# Items:
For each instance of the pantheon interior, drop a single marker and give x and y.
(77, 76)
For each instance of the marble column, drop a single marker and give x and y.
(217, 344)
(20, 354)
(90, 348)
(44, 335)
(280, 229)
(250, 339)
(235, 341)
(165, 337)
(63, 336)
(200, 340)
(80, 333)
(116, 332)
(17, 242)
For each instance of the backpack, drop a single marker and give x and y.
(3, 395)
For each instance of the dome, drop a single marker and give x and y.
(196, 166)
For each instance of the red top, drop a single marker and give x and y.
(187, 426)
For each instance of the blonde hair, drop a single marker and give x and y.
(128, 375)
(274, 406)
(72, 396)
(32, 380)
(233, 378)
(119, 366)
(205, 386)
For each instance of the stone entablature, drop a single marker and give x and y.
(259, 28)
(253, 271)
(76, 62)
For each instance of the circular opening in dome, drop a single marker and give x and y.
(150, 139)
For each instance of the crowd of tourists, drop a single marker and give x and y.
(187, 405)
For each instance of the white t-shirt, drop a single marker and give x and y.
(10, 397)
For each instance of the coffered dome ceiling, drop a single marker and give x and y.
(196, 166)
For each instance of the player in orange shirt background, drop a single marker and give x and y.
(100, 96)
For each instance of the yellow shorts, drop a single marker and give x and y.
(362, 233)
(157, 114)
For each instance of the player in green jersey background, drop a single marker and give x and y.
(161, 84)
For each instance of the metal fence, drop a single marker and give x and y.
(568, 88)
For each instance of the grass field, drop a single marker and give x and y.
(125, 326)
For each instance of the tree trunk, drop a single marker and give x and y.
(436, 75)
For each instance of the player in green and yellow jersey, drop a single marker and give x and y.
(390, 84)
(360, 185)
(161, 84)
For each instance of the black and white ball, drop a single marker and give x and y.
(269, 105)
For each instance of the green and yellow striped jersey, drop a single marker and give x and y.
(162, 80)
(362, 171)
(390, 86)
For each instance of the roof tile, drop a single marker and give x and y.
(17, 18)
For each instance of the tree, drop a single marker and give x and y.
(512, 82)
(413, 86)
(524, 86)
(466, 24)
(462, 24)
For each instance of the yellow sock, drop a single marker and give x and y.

# What to produce:
Render every line of the records above as a JSON list of strings, one string per line, leaving out any blank lines.

# Output of the exercise:
[
  "For each instance of the pantheon interior, drop a single marker and give x and y.",
  "(77, 76)",
  "For each instance of the marble column, drop a single marker and give x and y.",
  "(217, 344)",
  "(20, 354)",
  "(90, 348)",
  "(44, 335)",
  "(280, 229)",
  "(250, 339)",
  "(235, 341)",
  "(165, 337)",
  "(63, 336)",
  "(200, 340)",
  "(80, 333)",
  "(116, 332)",
  "(17, 242)",
  "For each instance of the backpack, drop a single marker and give x and y.",
  "(3, 395)",
  "For each instance of the dome, drop a single marker and give x and y.",
  "(196, 166)",
  "For each instance of the red top, drop a single marker and give x and y.",
  "(187, 426)",
  "For each instance of the blonde hair, drop a single marker and give x and y.",
  "(128, 375)",
  "(274, 406)",
  "(72, 396)",
  "(32, 380)",
  "(233, 378)",
  "(119, 366)",
  "(205, 386)",
  "For each instance of the stone entablature, drop a single marker and give x and y.",
  "(259, 28)",
  "(253, 271)",
  "(76, 62)",
  "For each instance of the circular opening in dome, drop a single marker and give x and y.",
  "(150, 139)",
  "For each instance of the crowd of tourists, drop a single marker and give x and y.",
  "(187, 405)",
  "For each instance of the white t-shirt, drop a single marker and give x and y.",
  "(10, 397)",
  "For each instance of the coffered dome ceiling, drop a single marker and give x and y.",
  "(196, 166)",
  "For each instance of the player in orange shirt background, drop a single marker and give x and y.",
  "(100, 96)",
  "For each instance of the yellow shorts, drop a single marker and give x and y.",
  "(362, 233)",
  "(157, 114)",
  "For each instance of the player in green jersey background, drop a single marker and give x and y.",
  "(161, 84)",
  "For each instance of the metal fence, drop a single marker and give x and y.",
  "(568, 88)",
  "For each instance of the grass field, drop a single marker and give x and y.",
  "(125, 326)",
  "For each instance of the tree trunk, drop a single marker and give x and y.",
  "(436, 75)",
  "For each instance of the player in green and yellow jersey, drop a single marker and give x and y.",
  "(390, 84)",
  "(360, 185)",
  "(161, 84)",
  "For each instance of the black and white ball, drop a single marker and give x and y.",
  "(269, 105)",
  "For each instance of the green and yellow striped jersey, drop a single marker and give x and y.",
  "(162, 80)",
  "(362, 171)",
  "(390, 86)",
  "For each instance of the roof tile, drop a single marker and give x and y.",
  "(17, 18)",
  "For each instance of the tree, drop a single marker and give x and y.",
  "(512, 82)",
  "(413, 86)",
  "(524, 86)",
  "(466, 24)",
  "(462, 24)",
  "For each instance of the yellow sock, drop a single marker and give x and y."
]